### Passage
I believe that it is in order, Mr. Weatherill, to suggest that a further section should be included. If that is so, it seems appropriate to raise the matter now. I appreciate that in the earlier debate, when the negotiations at Lancaster House were at their height, or possibly depth, it was reasonable, and perhaps necessary, for the Lord Privy Seal, even if it was irritating for my right hon. and hon. Friends and for some of his hon. Friends, not to come clean on what was going on at the conference, and not to draw out in great detail matters that were then in dispute between the Government and the other parties to the conference.
Having been faced with that straightforward question, surely the right hon. Gentleman was under an obligation. If he now grins and says "You are too late in the No. 1 Bill to catch up with an amnesty on sanctions", I contend that be was honour bound during the passage of the No. 1 Bill to acknowledge, when asked the specific question by my hon. Friend the Member for Birmingham, Perry Barr (Mr. Rooker) and myself, that it was the Government's intention that the No. 1 Bill when enacted would provide the power to grant an amnesty or indemnity in the circumstances that my hon. Friend and I had in mind. In those circumstances, it is appropriate for the Government to put forward an amendment to schedule 3 that will make it clear that that part of the Southern Rhodesia Act 1979 has been repealed. That is the only way in which the Lord Privy Seal can honourably discharge his duty to the Committee.

### Material
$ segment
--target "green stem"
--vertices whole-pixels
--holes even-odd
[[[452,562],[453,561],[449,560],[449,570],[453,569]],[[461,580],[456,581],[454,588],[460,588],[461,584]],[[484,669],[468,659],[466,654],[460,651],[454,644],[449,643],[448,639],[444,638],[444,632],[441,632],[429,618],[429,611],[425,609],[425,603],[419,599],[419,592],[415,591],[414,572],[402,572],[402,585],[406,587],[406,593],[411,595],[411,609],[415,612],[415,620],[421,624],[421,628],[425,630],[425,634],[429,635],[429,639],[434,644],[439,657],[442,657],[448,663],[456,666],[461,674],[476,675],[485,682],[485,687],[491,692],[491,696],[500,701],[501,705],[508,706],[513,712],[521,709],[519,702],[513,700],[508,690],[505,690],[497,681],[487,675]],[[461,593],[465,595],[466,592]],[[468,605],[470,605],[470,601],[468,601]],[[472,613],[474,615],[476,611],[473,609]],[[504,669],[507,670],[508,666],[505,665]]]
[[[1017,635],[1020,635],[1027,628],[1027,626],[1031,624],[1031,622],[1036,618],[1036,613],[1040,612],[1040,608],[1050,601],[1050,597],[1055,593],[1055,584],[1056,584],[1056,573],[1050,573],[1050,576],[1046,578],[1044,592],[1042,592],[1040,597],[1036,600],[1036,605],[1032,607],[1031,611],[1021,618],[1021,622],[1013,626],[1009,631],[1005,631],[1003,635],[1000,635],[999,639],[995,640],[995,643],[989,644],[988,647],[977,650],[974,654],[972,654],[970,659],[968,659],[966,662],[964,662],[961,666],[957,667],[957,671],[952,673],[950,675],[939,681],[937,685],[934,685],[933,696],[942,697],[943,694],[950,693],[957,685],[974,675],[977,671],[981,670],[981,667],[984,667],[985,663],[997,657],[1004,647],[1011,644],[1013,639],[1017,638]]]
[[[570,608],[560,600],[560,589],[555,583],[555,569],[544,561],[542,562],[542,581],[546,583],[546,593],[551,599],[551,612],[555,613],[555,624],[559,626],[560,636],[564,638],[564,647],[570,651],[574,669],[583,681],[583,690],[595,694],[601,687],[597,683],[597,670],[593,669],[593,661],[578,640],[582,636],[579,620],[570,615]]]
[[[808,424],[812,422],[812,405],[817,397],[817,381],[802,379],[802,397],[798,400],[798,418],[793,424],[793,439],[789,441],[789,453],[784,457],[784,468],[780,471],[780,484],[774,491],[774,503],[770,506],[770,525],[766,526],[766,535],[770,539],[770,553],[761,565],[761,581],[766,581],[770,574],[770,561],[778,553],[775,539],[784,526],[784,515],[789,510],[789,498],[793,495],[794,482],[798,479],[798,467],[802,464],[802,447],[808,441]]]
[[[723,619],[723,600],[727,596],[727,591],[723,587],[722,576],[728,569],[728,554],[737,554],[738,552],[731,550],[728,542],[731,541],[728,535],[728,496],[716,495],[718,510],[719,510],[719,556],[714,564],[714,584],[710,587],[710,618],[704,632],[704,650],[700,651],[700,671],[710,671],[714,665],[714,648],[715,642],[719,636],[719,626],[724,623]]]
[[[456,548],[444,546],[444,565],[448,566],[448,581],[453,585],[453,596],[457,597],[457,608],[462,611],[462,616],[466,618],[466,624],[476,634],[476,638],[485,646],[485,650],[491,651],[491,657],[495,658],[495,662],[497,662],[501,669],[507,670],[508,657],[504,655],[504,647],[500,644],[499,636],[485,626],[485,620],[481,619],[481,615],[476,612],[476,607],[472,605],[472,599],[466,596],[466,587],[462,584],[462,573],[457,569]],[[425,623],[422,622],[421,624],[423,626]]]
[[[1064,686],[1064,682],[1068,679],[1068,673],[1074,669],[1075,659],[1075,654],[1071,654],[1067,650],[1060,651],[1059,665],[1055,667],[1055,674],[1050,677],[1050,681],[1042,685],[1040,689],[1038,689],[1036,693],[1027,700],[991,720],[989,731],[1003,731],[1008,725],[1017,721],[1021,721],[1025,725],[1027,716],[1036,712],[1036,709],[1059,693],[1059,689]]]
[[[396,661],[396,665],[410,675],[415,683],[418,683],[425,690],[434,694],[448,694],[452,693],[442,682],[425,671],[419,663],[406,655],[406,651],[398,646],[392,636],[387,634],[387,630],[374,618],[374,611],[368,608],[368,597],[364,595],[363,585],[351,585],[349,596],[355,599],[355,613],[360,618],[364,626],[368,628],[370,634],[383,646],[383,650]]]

### Actions to take
1. Translate this sentence from the parliamentary passage above into Spanish: "If that is so, it seems appropriate to raise the matter now."
2. Repeat part of the parliamentary passage word for word, beginning at the words "I believe that" and stopping after "to the conference.".
3. Answer these questions from the parliamentary passage above.
(a) At what location were the negotiations mentioned in the first paragraph held?
(b) Which constituency does Mr. Rooker represent?
(c) To which schedule should the Government put forward an amendment?

### Outputs in order
1. Si es así, parece oportuno plantear la cuestión ahora.

2.
I believe that it is in order, Mr. Weatherill, to suggest that a further section should be included. If that is so, it seems appropriate to raise the matter now. I appreciate that in the earlier debate, when the negotiations at Lancaster House were at their height, or possibly depth, it was reasonable, and perhaps necessary, for the Lord Privy Seal, even if it was irritating for my right hon. and hon. Friends and for some of his hon. Friends, not to come clean on what was going on at the conference, and not to draw out in great detail matters that were then in dispute between the Government and the other parties to the conference.

3.
(a) Lancaster House
(b) Birmingham, Perry Barr
(c) Schedule 3